【作品#0772】007/ゴールデンアイ(1995) | シネマーグチャンネル

【タイトル】

007/ゴールデンアイ(原題:GoldenEye)

【概要】

1995年のイギリス/アメリカ合作映画
上映時間は130分

【あらすじ】

ロシアの犯罪組織「ヤヌス」のゼニアが秘密基地にある衛星兵器「ゴールデンアイ」を盗み出した。英国諜報機関のジェームズ・ボンドは基地の生存者と接触すべくロシアへ向かう。

【スタッフ】

監督はマーティン・キャンベル
音楽はエリック・セラ
撮影はフィル・メフュー

【キャスト】

ピアース・ブロスナン(ジェームズ・ボンド)
イザベラ・スコルプコ(ナターリア)
ショーン・ビーン(アレック)
ファムケ・ヤンセン(ゼニア・オナトップ)
ジュディ・デンチ(M)

【感想】

前作「007/消されたライセンス(1989)」からシリーズでは最長となる6年の空白期間を経て製作されたシリーズ17作目は、シリーズでも最高となる全世界で3億5千万ドルを超えるヒットを記録した。4代目ジェームズ・ボンドに抜擢されたピアース・ブロスナンは3代目に就任する機会もあったがドラマシリーズの契約の関係で実現せず、ようやくジェームズ・ボンド役を演じることになった。

また、イアン・フレミングの原作を元にしていないオリジナル脚本としてはシリーズ初の作品となり、当初はティモシー・ダルトンが続投することを想定してダークで現実的な脚本だったらしい。さらに、製作中に公開された「トゥルーライズ(1994)」と似た設定があったため脚本に変更が加えられたそうである。

そして、ジョン・ウーやレニー・ハーリンは監督のオファーを受けたが実現せず、低予算アクション映画を手掛けていたマーティン・キャンベルが監督を務めることになった。ちなみに、マーティン・キャンベル監督はダニエル・クレイグが初めてジェームズ・ボンドを演じた「007/カジノ・ロワイヤル(2006)」でも監督している。

まず、4代目ジェームズ・ボンドを演じたピアース・ブロスナンだが、見事に馴染んでいる。前任者のティモシー・ダルトンに比べると体の線の細さは感じるが、一仕事終えた後のユーモアある一言が何とも決まっており、どこか堅苦しい印象もあったティモシー・ダルトンのボンド像と差別化も出来ている。

## データセット

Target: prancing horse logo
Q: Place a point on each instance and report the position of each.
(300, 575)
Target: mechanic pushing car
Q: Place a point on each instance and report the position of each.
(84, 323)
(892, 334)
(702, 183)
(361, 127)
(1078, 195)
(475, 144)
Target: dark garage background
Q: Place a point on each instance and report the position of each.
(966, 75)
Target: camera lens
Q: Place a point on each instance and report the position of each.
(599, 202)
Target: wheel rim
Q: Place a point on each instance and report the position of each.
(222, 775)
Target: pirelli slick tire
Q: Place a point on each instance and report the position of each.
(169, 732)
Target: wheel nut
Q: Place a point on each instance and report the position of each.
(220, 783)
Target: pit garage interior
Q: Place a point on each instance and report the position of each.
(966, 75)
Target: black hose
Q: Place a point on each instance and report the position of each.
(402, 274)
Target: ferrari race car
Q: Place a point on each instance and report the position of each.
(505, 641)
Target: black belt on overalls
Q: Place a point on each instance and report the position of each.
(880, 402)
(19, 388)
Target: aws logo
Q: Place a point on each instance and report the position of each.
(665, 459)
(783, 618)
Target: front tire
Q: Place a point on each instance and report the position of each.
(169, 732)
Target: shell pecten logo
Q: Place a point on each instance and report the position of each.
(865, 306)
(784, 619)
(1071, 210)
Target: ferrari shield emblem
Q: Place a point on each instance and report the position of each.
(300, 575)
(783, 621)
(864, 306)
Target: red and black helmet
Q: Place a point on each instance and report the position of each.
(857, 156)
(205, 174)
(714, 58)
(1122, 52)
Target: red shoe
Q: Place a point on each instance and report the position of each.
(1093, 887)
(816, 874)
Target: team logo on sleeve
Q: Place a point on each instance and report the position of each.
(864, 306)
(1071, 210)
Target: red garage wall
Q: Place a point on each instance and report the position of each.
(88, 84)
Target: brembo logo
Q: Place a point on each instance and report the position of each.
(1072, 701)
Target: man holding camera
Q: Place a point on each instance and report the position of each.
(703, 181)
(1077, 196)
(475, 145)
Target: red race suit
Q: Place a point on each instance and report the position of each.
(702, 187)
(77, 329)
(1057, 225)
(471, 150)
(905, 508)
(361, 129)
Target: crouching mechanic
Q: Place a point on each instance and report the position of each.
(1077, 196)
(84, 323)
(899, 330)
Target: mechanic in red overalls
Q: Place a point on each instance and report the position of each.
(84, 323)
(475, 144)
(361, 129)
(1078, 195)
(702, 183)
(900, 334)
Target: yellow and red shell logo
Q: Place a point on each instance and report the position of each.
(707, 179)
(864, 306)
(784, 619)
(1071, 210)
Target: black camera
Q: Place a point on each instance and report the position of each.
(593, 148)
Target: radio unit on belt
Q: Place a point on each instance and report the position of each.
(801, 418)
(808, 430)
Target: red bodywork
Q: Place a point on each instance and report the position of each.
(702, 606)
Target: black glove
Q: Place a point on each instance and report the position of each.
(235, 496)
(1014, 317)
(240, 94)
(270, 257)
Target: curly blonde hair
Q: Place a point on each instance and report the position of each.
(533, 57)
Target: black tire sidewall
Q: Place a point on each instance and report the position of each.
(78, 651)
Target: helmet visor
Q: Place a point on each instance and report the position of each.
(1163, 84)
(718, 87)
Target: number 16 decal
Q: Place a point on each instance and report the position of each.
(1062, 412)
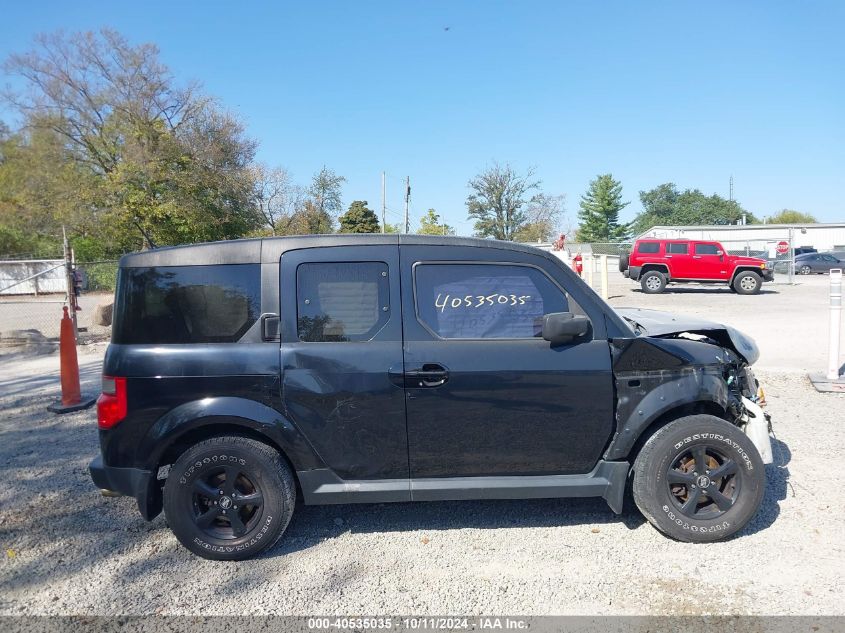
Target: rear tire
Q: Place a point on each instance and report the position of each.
(653, 282)
(699, 479)
(229, 498)
(747, 283)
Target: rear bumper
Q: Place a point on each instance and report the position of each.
(131, 482)
(632, 272)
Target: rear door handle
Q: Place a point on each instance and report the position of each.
(429, 375)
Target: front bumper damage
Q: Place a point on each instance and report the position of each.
(756, 424)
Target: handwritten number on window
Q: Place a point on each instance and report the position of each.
(444, 302)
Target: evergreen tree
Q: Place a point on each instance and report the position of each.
(599, 214)
(359, 219)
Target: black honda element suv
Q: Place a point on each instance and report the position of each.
(243, 375)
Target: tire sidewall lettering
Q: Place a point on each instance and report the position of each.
(208, 461)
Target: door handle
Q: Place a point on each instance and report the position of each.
(429, 375)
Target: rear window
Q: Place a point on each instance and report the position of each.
(186, 304)
(706, 249)
(485, 301)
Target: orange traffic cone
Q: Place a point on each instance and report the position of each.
(71, 394)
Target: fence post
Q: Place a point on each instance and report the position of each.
(835, 323)
(603, 273)
(71, 297)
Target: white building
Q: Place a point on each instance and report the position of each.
(822, 237)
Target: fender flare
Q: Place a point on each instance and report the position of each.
(655, 396)
(208, 412)
(662, 268)
(742, 269)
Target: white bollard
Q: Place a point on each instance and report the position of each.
(835, 323)
(603, 273)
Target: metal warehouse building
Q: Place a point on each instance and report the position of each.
(822, 237)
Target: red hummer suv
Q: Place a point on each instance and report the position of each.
(657, 262)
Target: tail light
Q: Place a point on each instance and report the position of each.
(111, 405)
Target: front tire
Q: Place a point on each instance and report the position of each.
(229, 498)
(747, 283)
(653, 282)
(699, 479)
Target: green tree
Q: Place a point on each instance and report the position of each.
(430, 224)
(359, 219)
(788, 216)
(599, 214)
(326, 192)
(140, 157)
(498, 199)
(665, 205)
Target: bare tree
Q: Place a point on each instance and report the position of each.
(325, 190)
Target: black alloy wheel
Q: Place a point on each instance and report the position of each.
(703, 483)
(226, 503)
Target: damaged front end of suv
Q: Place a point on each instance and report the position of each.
(677, 365)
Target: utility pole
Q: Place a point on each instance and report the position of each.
(407, 204)
(69, 281)
(383, 202)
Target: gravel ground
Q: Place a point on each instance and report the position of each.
(69, 551)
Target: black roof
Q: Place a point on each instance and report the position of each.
(269, 249)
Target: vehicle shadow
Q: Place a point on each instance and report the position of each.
(312, 525)
(777, 489)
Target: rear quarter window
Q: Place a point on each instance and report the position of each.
(648, 247)
(186, 304)
(485, 301)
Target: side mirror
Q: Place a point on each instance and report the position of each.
(562, 327)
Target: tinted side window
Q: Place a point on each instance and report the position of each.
(706, 249)
(186, 304)
(341, 301)
(485, 301)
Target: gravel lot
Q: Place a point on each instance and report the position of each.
(69, 551)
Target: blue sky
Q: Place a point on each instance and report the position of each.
(684, 92)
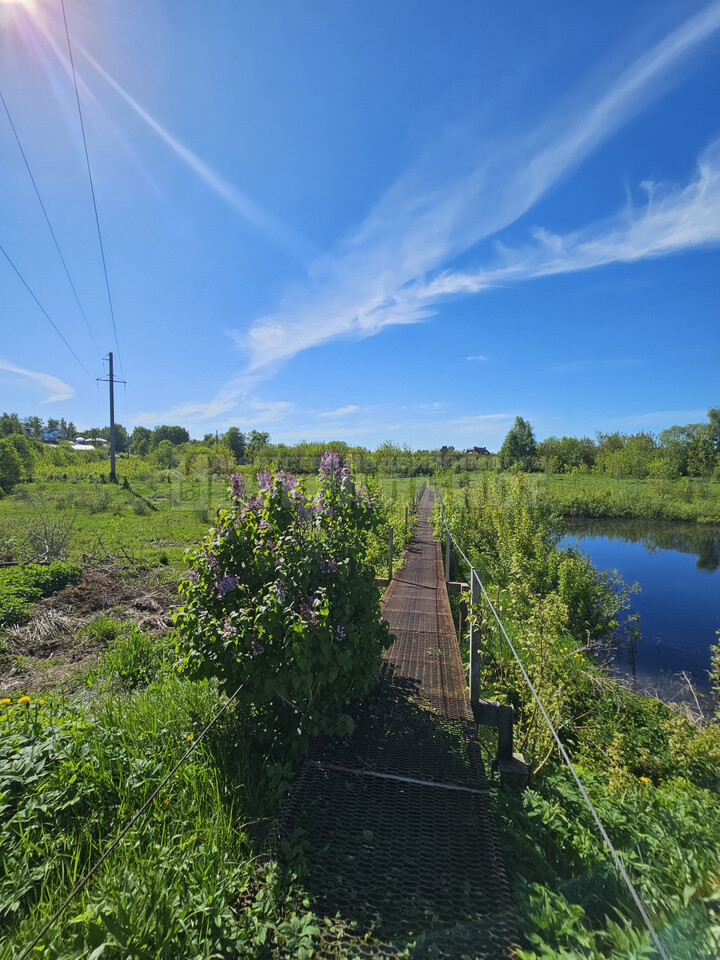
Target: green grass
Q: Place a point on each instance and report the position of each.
(586, 495)
(186, 881)
(21, 586)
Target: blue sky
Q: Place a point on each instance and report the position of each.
(373, 221)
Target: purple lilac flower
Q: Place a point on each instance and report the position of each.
(331, 464)
(265, 480)
(237, 485)
(226, 583)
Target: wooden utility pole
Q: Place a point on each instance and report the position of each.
(110, 379)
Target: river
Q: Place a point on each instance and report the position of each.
(678, 569)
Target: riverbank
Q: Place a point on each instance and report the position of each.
(653, 775)
(589, 496)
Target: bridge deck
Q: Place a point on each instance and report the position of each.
(401, 840)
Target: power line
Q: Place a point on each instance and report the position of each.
(47, 220)
(42, 308)
(92, 185)
(88, 876)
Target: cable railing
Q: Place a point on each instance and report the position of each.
(475, 695)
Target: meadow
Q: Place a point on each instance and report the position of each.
(82, 750)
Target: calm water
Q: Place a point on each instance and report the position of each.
(678, 569)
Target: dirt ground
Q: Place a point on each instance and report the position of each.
(50, 650)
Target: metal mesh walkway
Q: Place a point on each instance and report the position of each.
(399, 831)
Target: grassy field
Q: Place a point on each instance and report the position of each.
(94, 714)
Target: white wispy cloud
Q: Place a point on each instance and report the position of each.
(55, 388)
(341, 411)
(282, 234)
(394, 268)
(377, 277)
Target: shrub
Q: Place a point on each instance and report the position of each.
(282, 601)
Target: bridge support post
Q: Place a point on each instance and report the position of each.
(475, 597)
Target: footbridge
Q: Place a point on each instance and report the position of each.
(401, 840)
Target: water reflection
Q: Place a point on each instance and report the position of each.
(678, 569)
(697, 539)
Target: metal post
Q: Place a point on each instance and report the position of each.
(113, 477)
(475, 597)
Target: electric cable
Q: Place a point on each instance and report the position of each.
(42, 308)
(92, 185)
(47, 220)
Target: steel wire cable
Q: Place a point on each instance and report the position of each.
(581, 787)
(42, 308)
(88, 876)
(92, 185)
(47, 219)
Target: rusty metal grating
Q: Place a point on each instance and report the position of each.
(397, 826)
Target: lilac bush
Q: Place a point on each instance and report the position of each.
(281, 599)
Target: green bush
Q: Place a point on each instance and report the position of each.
(20, 586)
(282, 602)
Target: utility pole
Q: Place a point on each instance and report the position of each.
(110, 379)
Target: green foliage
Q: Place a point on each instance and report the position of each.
(20, 586)
(282, 601)
(519, 445)
(652, 774)
(11, 465)
(185, 881)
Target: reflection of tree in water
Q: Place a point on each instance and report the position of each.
(698, 540)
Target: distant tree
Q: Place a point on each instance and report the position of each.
(140, 441)
(236, 440)
(10, 466)
(176, 435)
(25, 451)
(519, 445)
(714, 427)
(165, 454)
(256, 440)
(10, 423)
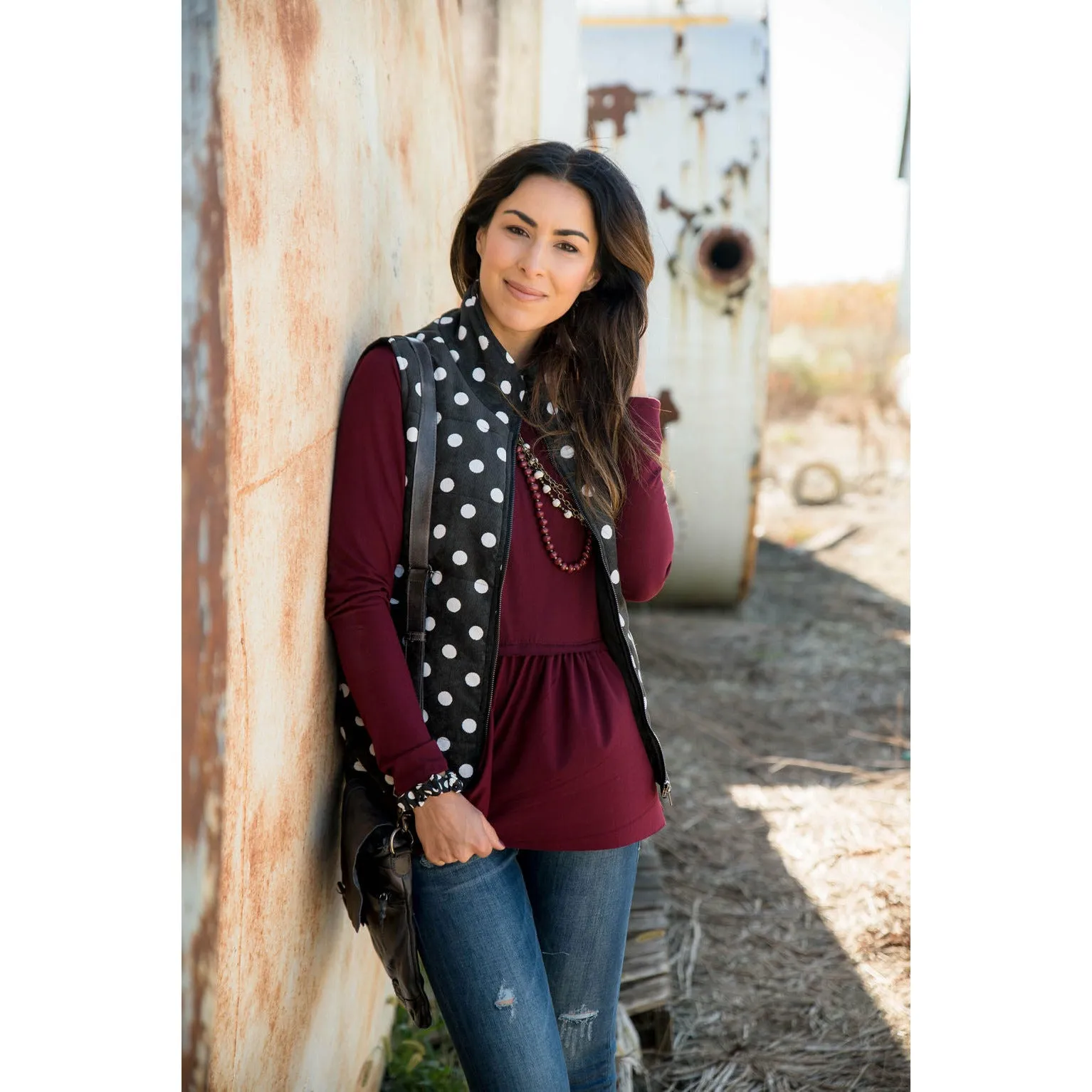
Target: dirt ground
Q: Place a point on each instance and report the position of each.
(787, 728)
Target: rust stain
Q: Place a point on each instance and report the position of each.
(302, 453)
(726, 256)
(298, 32)
(750, 550)
(707, 100)
(611, 103)
(204, 539)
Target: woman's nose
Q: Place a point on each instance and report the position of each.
(533, 258)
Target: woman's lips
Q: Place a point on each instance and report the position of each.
(527, 298)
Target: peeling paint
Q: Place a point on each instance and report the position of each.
(697, 149)
(611, 103)
(204, 533)
(335, 187)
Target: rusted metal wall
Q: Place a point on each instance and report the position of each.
(681, 100)
(344, 162)
(204, 533)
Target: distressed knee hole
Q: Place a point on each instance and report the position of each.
(506, 1000)
(576, 1028)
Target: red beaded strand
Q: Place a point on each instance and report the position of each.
(537, 495)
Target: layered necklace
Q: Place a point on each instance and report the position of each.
(544, 487)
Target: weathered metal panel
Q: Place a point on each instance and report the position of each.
(681, 102)
(345, 161)
(204, 533)
(500, 59)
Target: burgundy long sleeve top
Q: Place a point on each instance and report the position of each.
(564, 766)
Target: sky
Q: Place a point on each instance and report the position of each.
(839, 77)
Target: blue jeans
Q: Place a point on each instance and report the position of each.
(525, 951)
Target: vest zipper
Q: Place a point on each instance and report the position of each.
(663, 782)
(500, 589)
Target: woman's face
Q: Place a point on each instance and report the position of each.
(537, 255)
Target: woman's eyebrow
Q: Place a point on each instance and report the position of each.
(560, 231)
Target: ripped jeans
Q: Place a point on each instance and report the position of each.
(525, 951)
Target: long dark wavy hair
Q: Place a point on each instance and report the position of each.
(584, 362)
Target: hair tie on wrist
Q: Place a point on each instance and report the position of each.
(447, 782)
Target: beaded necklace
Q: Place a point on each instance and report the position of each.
(543, 485)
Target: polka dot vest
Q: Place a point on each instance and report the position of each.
(478, 391)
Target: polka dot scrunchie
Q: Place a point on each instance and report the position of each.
(447, 782)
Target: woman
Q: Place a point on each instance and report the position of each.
(532, 771)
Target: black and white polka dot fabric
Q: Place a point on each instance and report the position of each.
(478, 389)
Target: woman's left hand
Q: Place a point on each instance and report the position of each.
(639, 389)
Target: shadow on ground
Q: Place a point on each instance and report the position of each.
(785, 726)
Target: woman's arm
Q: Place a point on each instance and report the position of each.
(646, 540)
(366, 523)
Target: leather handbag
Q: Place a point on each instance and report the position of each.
(377, 862)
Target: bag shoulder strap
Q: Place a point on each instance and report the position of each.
(421, 508)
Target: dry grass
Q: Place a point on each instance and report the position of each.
(787, 854)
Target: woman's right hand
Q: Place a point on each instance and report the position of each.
(450, 829)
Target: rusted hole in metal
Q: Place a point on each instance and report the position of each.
(725, 256)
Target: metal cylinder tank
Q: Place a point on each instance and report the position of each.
(679, 98)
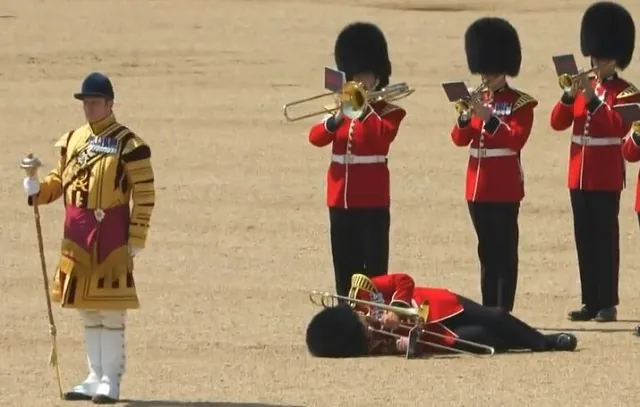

## 作業内容
- a) ゴールデンアイの紹介文によると、この作品は007シリーズの何作目にあたりますか。
- b) ゴールデンアイの紹介文を、最後の段落の次から書き継いでください。

## 作業別の解答
- a) シリーズ17作目です。

- b)
また、こちらもティモシー・ダルトンよりかは遥かに男前の俳優をキャスティングしたことでボンドガールとの色恋も期待されたことだろうが、本作で体の関係を持つことになるのはナターリアだけである。これはティモシー・ダルトンがボンドを演じた1980年代後半にエイズが流行し、映画の主人公が複数の女性と関係を持つことを控えたという流れを汲んでいるのだろう。ボンドも女性関係についてMから言及されてそれに従うようなセリフで返している。あちらもこちらも手を出すよりかはよっぽど印象が良い。

なので、本作はファムケ・ヤンセンが演じた悪女ゼニア・オナトップ(ちなみにオナトップは「On a Top」であり、女性上位の意にも取れるように日本語字幕があった)が目立つのだが、あくまでボンドとナターリアの物語に着地している。ただ、彼らが恋仲に落ちるのはあまりにも唐突だし、ドラマが積み上げられた印象は全くない。彼らが結ばれるのありきだったとしても、ボンドとナターリアは最後の最後に結ばれた方が良かったように思う。また、ここまで二人のボンドガールを対極の印象で描いたのも珍しい。フェロモン全開で色っぽさを全面に押し出したゼニアと、理系女子で露出はかなり控えめのナターリア(終盤前に水着シーンこそあるが、ビキニだけというわけではなくパレオを身に着けている)。

一つ指摘しておきたいのは、列車に閉じ込められたボンドとナターリアがなんとか脱出して走って爆破を逃れた場面。座り込んだ二人が会話する場面で、走っていた二人だから息切れしている。ただ、ナターリアの息が整ってもボンドはまだ息切れを起こしている。これはナターリアを演じたイザベラ・スコルプコとある意味息が合わなかった場面だろう。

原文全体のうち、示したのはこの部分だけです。